Source

"""

People will need to know a bit more in order to make suggestions.

Budget - makes a big difference as no point recommending areas outside of your budget & costs vary widely
Villa or apartment
Do you have children & if so what schools will they be going to?
Do you have pets?
Where will you be working?
Do you need to be mainly with other Western expats? (It amazes me how many people seem to need that)
Do you drive?
Do you want to be close to the beach?


----------



## 51T (Jun 25, 2012)

Thank-you for responding. This will be our third time in the Emirates (just to shed some light). The two previous times we were in Abu-Dahbi. We have four children whom I educate at home. I am looking for a villa. Our children range in age from 13years to 6 years. We have a budget that is over 250k AED. School access is not an issue however I am looking for music teachers (guitar, piano), a French teacher, and an Arabic teacher who are willing to come to our home to instruct the children. Any information will be greatly appreciated.


----------



## 51T (Jun 25, 2012)

I do drive, beach nice but not necessary and we do not have pets.


----------



## Bigjimbo (Oct 28, 2010)

Look on the sticky guide to renting


----------



## 51T (Jun 25, 2012)

Thank-you both. I took a look at the sticky and it was helpful. Should I start a new thread for teachers or would either of you have better advice?


----------



## Darkt (Jun 17, 2012)

51T said:


> Thank-you both. I took a look at the sticky and it was helpful. Should I start a new thread for teachers or would either of you have better advice?


A better advice would be to start with a forum search for similar threads  Then may be start a new thread if you don't find the exact information you are looking for.


----------



## 51T (Jun 25, 2012)

Really appreciate all the help. I'm not very proficient with forums.


----------



## Elphaba (Jan 24, 2008)

51T said:


> Thank-you for responding. This will be our third time in the Emirates (just to shed some light). The two previous times we were in Abu-Dahbi. We have four children whom I educate at home. I am looking for a villa. Our children range in age from 13years to 6 years. We have a budget that is over 250k AED. School access is not an issue however I am looking for music teachers (guitar, piano), a French teacher, and an Arabic teacher who are willing to come to our home to instruct the children. Any information will be greatly appreciated.

"""

Exercise prompt
Continue the forum thread about a family's housing search in the Emirates, starting right after its last post. The rows play no part in this exercise.

Provided information
"""

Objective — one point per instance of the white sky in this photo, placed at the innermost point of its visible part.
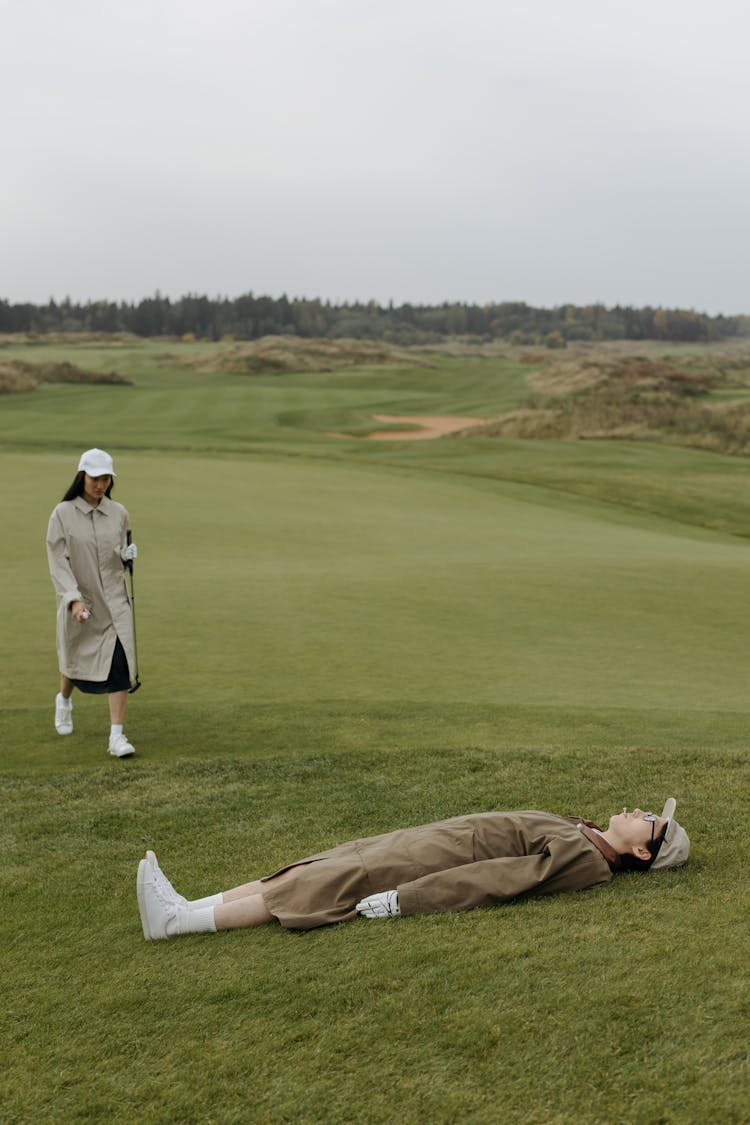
(407, 150)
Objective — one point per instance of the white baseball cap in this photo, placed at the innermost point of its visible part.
(97, 464)
(676, 845)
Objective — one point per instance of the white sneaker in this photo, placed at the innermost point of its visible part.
(119, 747)
(164, 884)
(63, 714)
(159, 917)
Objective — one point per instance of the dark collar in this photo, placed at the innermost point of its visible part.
(604, 846)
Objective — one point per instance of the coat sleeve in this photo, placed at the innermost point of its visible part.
(563, 865)
(62, 576)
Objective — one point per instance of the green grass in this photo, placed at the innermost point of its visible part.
(337, 638)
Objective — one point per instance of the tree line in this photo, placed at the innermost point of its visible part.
(249, 317)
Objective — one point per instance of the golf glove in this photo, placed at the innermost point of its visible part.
(380, 906)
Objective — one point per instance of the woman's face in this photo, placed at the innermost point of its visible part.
(95, 488)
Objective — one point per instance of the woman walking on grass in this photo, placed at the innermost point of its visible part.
(88, 549)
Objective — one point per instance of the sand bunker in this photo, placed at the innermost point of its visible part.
(428, 426)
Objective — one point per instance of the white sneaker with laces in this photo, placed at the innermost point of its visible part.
(159, 916)
(164, 884)
(119, 747)
(63, 714)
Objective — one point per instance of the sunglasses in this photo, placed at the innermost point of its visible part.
(651, 819)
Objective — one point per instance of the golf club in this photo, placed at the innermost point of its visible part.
(128, 566)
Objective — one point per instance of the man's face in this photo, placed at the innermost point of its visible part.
(636, 828)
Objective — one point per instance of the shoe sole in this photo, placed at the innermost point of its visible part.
(143, 869)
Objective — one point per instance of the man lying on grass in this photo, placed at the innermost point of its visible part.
(457, 864)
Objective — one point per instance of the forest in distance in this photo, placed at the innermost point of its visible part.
(252, 317)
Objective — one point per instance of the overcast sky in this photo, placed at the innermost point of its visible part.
(545, 151)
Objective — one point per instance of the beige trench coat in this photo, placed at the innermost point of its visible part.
(472, 861)
(83, 549)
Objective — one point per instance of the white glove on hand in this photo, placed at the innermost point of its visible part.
(383, 905)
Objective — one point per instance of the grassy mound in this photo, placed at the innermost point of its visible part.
(18, 375)
(698, 401)
(285, 354)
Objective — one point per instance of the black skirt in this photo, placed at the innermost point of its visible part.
(118, 680)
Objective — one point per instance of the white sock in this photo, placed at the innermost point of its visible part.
(196, 921)
(210, 900)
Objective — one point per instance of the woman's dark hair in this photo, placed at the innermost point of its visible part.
(630, 862)
(77, 487)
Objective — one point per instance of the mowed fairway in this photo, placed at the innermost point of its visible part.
(337, 639)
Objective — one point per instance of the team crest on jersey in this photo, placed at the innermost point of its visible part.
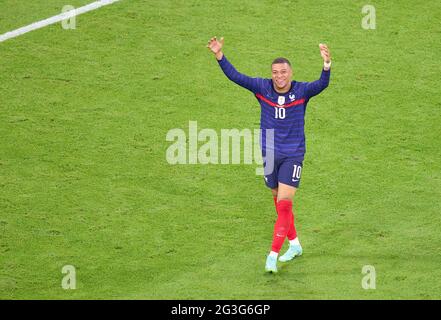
(281, 100)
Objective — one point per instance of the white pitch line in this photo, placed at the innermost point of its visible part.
(64, 16)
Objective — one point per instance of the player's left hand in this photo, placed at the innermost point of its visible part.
(324, 51)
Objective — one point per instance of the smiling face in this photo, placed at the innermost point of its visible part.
(281, 75)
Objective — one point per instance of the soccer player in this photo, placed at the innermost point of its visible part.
(283, 106)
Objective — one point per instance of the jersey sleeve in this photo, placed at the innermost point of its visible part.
(252, 84)
(314, 88)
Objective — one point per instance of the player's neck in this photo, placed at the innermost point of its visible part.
(282, 90)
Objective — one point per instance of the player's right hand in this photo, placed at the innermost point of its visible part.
(214, 45)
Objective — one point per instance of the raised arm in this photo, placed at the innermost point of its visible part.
(315, 87)
(242, 80)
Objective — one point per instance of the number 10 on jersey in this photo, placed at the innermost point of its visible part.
(280, 113)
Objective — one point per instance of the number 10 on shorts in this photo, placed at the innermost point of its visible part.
(296, 173)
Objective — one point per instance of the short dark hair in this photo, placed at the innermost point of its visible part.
(281, 60)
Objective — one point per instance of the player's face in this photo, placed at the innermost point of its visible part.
(281, 74)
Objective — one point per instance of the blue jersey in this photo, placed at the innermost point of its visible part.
(285, 113)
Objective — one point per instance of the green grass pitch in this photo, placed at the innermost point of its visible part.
(84, 180)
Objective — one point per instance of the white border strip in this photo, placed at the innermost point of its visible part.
(64, 16)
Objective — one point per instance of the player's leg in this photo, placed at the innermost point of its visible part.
(284, 220)
(271, 181)
(289, 180)
(274, 193)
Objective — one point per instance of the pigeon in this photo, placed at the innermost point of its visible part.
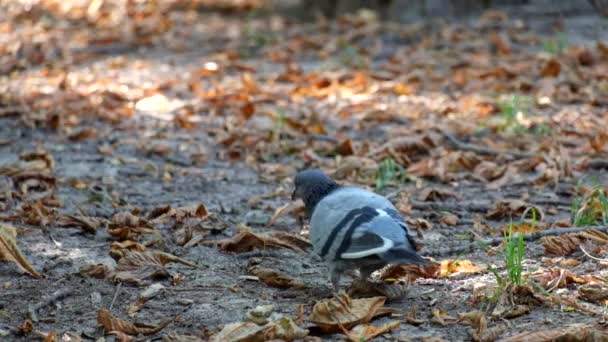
(352, 228)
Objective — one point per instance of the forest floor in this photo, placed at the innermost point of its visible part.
(167, 139)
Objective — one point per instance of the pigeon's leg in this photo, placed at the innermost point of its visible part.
(335, 275)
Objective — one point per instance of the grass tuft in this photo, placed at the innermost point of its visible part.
(389, 171)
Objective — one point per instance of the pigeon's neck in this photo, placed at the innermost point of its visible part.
(312, 198)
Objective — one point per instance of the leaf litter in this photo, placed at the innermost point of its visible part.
(493, 119)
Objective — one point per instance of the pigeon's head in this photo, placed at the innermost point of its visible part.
(311, 186)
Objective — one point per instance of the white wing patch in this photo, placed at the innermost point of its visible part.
(388, 244)
(382, 212)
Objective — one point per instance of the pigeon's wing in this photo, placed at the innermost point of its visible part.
(377, 234)
(350, 223)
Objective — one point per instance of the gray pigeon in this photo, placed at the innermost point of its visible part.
(352, 228)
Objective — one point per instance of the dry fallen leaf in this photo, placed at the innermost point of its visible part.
(451, 266)
(594, 292)
(569, 243)
(550, 68)
(136, 267)
(275, 278)
(86, 223)
(99, 271)
(366, 332)
(441, 317)
(411, 271)
(10, 252)
(572, 332)
(342, 311)
(111, 323)
(175, 337)
(249, 241)
(512, 208)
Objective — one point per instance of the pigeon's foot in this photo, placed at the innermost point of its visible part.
(365, 288)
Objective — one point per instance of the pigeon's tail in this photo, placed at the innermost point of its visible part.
(402, 255)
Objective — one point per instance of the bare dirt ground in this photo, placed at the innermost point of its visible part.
(164, 129)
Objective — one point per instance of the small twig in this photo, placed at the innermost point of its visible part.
(497, 241)
(591, 256)
(118, 287)
(471, 206)
(597, 163)
(461, 145)
(57, 295)
(321, 137)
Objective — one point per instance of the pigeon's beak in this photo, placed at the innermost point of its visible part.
(294, 195)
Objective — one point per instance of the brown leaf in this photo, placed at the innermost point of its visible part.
(569, 243)
(431, 194)
(419, 223)
(99, 271)
(550, 68)
(9, 251)
(449, 219)
(136, 267)
(85, 133)
(345, 147)
(291, 207)
(244, 332)
(343, 312)
(175, 337)
(51, 336)
(111, 323)
(514, 208)
(411, 271)
(572, 332)
(249, 241)
(441, 317)
(451, 266)
(366, 332)
(86, 223)
(594, 292)
(275, 278)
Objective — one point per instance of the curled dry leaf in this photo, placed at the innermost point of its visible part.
(594, 292)
(419, 223)
(449, 219)
(553, 278)
(411, 271)
(99, 271)
(111, 323)
(243, 332)
(275, 278)
(513, 208)
(440, 316)
(431, 194)
(289, 208)
(343, 312)
(127, 226)
(550, 68)
(86, 223)
(175, 337)
(573, 332)
(569, 243)
(452, 266)
(366, 332)
(284, 329)
(249, 241)
(9, 251)
(354, 167)
(136, 267)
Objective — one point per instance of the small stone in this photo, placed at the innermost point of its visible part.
(95, 297)
(259, 314)
(184, 301)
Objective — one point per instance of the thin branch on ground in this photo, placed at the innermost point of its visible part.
(461, 145)
(57, 295)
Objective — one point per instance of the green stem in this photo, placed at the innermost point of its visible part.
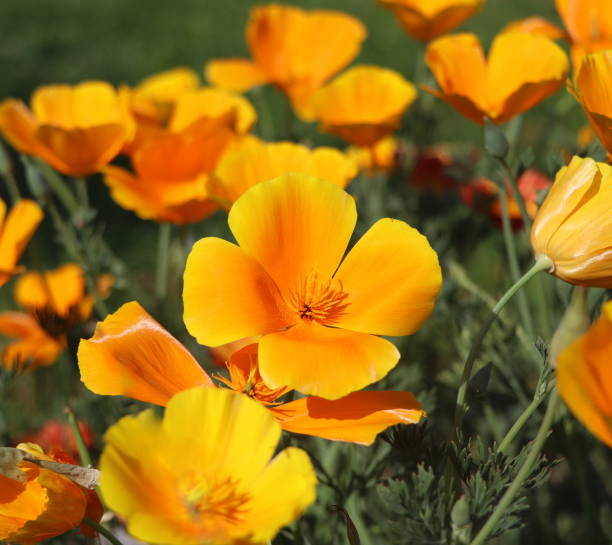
(523, 473)
(101, 530)
(542, 263)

"""

Output for this exercise
Nice budget. 

For a nice big villa consider Jumeirah/Umm Sequim, Al Barsha, Arabian Ranches, The Meadows.


----------



## 51T (Jun 25, 2012)

Thanks Elphaba for the names of some of the areas! I think I am starting to get a feel for the city. I have been looking at google maps. Looking forward to landing in Dubai at the end of August, settling the children and schooling in Dubai. Any of you know any home schoolers


----------



## Elphaba (Jan 24, 2008)

Start here, although it hasn't been updated for ages

Emirates Homeschooling And 

Home schooling in Dubai - The Knowledge Features - TimeOutDubai.com

Home-schooling in the UAE: Parents teach to give their kids an edge - The National


----------



## 51T (Jun 25, 2012)

Perfect! Thanks again for all of your knowledge.


----------



## SixCee's (Jun 15, 2012)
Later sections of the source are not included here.